Position identification records:
-------

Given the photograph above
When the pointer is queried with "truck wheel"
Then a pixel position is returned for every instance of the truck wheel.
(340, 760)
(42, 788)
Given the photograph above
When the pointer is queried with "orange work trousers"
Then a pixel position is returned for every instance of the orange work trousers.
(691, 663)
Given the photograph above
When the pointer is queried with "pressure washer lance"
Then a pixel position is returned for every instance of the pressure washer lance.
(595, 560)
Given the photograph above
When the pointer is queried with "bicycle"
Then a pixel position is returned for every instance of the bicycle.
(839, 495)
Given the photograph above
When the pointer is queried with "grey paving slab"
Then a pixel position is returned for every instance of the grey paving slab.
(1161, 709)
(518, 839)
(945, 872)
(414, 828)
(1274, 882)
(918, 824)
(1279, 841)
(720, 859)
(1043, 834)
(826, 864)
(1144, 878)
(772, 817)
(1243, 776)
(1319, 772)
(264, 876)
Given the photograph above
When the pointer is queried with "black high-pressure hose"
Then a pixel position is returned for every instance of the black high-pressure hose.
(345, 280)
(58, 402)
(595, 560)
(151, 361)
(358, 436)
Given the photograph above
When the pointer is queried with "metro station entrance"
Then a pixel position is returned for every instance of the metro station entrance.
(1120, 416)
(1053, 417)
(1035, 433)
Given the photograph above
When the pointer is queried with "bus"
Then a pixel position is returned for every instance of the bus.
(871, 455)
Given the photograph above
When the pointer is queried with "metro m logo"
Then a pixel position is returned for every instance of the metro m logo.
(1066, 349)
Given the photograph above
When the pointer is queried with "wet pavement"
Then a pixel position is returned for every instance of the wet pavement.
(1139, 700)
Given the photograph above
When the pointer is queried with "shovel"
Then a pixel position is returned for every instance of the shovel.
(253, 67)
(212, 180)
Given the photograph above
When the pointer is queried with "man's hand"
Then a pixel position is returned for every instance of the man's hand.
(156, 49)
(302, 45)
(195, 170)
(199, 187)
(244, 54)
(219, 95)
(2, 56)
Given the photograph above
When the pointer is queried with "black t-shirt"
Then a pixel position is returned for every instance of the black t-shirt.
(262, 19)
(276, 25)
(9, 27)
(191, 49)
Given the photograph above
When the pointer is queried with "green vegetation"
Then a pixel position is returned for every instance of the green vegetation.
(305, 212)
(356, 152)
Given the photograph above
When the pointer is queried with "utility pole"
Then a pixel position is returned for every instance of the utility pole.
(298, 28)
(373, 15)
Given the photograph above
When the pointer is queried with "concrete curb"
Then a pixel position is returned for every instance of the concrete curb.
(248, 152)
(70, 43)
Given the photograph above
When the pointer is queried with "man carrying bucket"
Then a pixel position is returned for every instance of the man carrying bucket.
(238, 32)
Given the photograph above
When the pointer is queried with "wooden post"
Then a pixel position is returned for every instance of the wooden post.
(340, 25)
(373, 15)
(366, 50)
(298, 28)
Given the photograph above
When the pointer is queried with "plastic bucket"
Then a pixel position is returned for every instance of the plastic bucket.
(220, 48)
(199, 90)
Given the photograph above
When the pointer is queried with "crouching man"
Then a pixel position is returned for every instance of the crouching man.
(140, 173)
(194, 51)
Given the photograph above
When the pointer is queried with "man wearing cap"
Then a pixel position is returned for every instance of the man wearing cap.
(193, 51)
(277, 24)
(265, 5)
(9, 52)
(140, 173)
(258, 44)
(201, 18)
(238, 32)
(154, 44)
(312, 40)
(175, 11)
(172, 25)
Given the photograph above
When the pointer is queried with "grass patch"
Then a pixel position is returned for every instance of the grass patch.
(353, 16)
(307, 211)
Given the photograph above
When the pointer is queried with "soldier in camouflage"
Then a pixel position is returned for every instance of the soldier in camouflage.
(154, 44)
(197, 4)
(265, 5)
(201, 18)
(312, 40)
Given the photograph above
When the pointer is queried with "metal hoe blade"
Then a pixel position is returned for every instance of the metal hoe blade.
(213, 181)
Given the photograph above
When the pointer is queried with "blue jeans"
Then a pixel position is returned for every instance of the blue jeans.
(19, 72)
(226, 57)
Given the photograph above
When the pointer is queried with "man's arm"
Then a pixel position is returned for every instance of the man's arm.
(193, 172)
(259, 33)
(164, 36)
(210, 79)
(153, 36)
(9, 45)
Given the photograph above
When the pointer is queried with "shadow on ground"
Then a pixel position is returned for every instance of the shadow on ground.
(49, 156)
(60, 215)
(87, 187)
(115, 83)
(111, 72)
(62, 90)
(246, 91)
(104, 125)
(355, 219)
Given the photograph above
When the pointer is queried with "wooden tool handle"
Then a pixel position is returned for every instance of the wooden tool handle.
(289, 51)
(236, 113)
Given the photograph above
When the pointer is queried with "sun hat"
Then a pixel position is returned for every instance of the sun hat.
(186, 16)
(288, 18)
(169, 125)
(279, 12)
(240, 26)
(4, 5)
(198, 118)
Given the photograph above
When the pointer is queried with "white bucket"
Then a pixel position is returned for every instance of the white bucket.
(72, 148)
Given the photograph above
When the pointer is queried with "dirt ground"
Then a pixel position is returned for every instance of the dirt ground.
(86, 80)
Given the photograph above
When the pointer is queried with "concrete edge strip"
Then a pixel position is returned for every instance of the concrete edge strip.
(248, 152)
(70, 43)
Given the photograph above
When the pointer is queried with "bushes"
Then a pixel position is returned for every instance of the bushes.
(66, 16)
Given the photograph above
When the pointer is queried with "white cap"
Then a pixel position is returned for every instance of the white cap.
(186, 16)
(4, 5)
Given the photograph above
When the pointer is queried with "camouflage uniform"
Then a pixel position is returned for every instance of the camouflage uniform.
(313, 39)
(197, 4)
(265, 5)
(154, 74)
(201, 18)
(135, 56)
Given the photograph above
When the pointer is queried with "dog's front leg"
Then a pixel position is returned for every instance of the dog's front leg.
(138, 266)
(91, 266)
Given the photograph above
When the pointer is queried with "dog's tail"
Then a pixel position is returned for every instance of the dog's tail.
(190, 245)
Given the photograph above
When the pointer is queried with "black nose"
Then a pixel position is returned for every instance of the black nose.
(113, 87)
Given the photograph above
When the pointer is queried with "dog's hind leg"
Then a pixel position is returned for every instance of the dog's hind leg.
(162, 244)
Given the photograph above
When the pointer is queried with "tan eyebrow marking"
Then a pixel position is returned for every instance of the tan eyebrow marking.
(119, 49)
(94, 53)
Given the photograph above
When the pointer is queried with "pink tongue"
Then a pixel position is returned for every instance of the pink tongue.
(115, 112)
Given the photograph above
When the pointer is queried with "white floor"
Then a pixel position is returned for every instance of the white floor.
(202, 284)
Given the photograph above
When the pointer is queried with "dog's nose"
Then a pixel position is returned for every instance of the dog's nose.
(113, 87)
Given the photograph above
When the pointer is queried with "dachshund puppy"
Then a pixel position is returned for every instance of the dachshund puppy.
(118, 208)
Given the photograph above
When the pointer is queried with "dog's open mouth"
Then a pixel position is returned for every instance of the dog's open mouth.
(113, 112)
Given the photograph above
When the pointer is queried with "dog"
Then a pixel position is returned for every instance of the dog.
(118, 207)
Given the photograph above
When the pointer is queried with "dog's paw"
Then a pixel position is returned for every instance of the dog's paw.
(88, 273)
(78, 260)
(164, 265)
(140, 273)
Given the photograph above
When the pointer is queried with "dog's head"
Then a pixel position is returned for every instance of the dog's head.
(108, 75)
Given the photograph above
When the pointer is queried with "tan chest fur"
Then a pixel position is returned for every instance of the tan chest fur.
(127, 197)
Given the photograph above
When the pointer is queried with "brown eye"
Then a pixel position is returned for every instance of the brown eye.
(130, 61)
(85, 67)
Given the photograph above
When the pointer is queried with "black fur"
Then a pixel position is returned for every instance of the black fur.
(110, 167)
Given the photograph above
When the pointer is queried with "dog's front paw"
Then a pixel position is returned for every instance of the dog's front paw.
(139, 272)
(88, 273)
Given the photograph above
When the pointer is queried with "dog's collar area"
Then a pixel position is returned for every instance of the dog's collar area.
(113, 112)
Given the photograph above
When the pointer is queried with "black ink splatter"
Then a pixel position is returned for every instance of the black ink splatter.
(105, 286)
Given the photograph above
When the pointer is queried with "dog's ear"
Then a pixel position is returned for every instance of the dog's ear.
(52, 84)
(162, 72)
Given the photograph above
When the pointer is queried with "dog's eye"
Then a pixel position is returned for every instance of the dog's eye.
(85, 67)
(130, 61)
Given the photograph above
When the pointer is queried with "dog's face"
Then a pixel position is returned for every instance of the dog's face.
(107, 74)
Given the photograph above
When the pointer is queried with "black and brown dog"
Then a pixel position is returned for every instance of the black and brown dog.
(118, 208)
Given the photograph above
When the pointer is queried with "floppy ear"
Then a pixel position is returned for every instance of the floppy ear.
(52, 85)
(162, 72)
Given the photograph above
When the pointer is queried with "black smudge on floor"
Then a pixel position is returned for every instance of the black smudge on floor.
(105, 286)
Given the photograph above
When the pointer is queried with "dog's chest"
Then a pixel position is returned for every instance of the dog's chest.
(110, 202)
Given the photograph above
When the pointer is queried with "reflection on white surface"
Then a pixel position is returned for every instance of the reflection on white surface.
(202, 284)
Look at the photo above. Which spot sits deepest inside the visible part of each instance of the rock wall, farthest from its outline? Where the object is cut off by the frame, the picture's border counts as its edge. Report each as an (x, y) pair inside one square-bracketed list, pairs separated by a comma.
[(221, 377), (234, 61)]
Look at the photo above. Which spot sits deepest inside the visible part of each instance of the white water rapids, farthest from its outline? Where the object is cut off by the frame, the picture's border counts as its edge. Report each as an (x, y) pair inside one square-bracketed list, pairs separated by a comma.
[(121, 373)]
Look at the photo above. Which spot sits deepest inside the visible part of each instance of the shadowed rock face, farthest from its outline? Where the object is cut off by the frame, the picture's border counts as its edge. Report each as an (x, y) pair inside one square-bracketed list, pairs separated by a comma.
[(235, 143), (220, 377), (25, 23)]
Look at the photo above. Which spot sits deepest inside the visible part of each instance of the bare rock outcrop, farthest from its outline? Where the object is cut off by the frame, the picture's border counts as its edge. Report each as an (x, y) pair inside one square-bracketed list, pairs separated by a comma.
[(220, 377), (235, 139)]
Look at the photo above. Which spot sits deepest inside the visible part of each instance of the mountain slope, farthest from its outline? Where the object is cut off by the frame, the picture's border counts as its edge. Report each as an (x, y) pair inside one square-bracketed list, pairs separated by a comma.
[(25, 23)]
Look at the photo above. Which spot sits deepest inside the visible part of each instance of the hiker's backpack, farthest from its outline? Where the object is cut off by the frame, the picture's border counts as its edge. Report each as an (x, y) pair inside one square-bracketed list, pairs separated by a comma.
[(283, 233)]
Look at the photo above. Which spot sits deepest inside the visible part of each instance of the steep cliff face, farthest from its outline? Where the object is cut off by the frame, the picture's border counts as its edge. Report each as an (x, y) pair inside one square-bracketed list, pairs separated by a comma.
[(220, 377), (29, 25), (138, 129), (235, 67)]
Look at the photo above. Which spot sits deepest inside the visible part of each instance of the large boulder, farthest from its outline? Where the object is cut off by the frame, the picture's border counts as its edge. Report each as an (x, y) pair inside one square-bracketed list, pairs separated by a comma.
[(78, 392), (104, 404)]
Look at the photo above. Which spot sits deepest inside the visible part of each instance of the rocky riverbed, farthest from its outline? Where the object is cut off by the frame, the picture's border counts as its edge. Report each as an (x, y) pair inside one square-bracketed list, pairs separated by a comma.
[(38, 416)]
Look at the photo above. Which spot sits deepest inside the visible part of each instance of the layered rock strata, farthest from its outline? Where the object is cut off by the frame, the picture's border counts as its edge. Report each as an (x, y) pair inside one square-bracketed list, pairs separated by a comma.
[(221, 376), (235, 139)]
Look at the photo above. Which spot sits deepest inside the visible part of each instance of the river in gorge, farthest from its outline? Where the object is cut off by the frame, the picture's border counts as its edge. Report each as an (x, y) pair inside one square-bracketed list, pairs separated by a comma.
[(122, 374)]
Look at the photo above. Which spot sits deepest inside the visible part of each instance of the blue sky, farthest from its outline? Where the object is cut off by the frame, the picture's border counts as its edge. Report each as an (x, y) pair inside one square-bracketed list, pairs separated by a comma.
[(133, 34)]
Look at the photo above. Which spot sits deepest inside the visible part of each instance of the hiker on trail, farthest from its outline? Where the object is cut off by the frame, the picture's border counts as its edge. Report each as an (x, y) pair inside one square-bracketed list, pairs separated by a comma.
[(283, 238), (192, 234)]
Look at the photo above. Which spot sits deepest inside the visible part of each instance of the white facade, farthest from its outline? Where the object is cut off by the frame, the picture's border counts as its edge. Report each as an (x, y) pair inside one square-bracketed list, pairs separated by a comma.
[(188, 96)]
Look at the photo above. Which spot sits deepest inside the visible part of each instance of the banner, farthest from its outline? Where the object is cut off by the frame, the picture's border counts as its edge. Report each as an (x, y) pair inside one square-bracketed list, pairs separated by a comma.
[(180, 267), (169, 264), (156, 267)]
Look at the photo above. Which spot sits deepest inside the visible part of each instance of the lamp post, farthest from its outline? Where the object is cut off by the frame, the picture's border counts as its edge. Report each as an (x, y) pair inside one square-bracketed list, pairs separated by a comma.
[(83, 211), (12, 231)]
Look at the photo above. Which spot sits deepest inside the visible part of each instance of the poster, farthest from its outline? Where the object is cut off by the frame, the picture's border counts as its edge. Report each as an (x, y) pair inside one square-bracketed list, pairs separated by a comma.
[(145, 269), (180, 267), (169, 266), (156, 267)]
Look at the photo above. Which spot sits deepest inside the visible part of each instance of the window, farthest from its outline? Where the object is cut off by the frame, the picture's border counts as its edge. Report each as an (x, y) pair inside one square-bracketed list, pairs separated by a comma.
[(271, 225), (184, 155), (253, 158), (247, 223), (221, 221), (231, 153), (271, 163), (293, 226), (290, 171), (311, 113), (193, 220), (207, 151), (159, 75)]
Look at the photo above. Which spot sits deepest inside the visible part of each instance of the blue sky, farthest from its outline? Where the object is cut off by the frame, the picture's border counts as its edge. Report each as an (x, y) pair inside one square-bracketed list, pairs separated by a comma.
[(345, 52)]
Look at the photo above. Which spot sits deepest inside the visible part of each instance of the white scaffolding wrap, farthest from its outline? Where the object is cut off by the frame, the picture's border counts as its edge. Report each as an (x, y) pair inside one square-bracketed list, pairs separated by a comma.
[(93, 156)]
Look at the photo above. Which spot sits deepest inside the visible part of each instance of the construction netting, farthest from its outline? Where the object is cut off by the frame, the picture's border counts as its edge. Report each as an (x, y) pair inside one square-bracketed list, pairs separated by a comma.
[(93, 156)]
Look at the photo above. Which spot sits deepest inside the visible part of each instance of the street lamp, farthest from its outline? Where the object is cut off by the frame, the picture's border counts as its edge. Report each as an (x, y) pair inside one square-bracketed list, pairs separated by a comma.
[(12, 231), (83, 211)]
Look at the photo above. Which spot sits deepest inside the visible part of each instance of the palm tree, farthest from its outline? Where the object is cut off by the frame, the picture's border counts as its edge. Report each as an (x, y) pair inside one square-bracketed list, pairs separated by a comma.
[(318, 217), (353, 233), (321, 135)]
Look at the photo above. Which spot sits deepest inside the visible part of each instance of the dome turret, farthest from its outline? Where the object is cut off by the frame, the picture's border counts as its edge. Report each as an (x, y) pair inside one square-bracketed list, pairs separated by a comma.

-------

WORK INSTRUCTIONS: Exactly and exclusively, repeat the lines from the line that contains "the white scaffolding" through the end of the records, both ends included.

SOLUTION FOR THIS TASK:
Look at the photo above. Which spot sits deepest inside the visible part of each instance of the white scaffolding wrap, farthest from its outline? Where the object is cut off by the frame, the picture's border counts as its edge. Report each as an (x, y) pair inside one square-bracketed list, pairs separated by a comma.
[(93, 156)]
Look at the photo above. Which spot sits deepest inside the visible part of each instance of the construction netting, farthest from its outline? Where the object is cut off by the frame, the picture's border counts as its edge. Report each as an (x, y) pair inside one square-bracketed list, pairs separated by a comma.
[(93, 156)]
Look at the photo above. Which spot sits deepest inside the visible part of each instance of the street lamp, farthest from its outline? Where the object is cut off by the frame, the picture's border counts as its edge. Report each as an (x, y) pair inside one square-bracketed list, pairs separated by a comma.
[(12, 231), (83, 211)]
Look at the photo above. Which spot sits deepest inside the visible part of each instance of the palm tree, farthest from its outline? Where the object is cut off by the frame, the picture's border counts as its edge. Report each as an (x, y) pair inside one square-bracketed list, pairs separated by a comma.
[(318, 217), (353, 233), (321, 135)]
Look at the photo above. Which spot sits deepest inside the visible part of each instance of the dome turret, farthest from its outline? Where the object is cut off by the frame, the picture's border counts as its edge. Report each as an (x, y) pair inside one square-bracketed list, pairs separated by a comma.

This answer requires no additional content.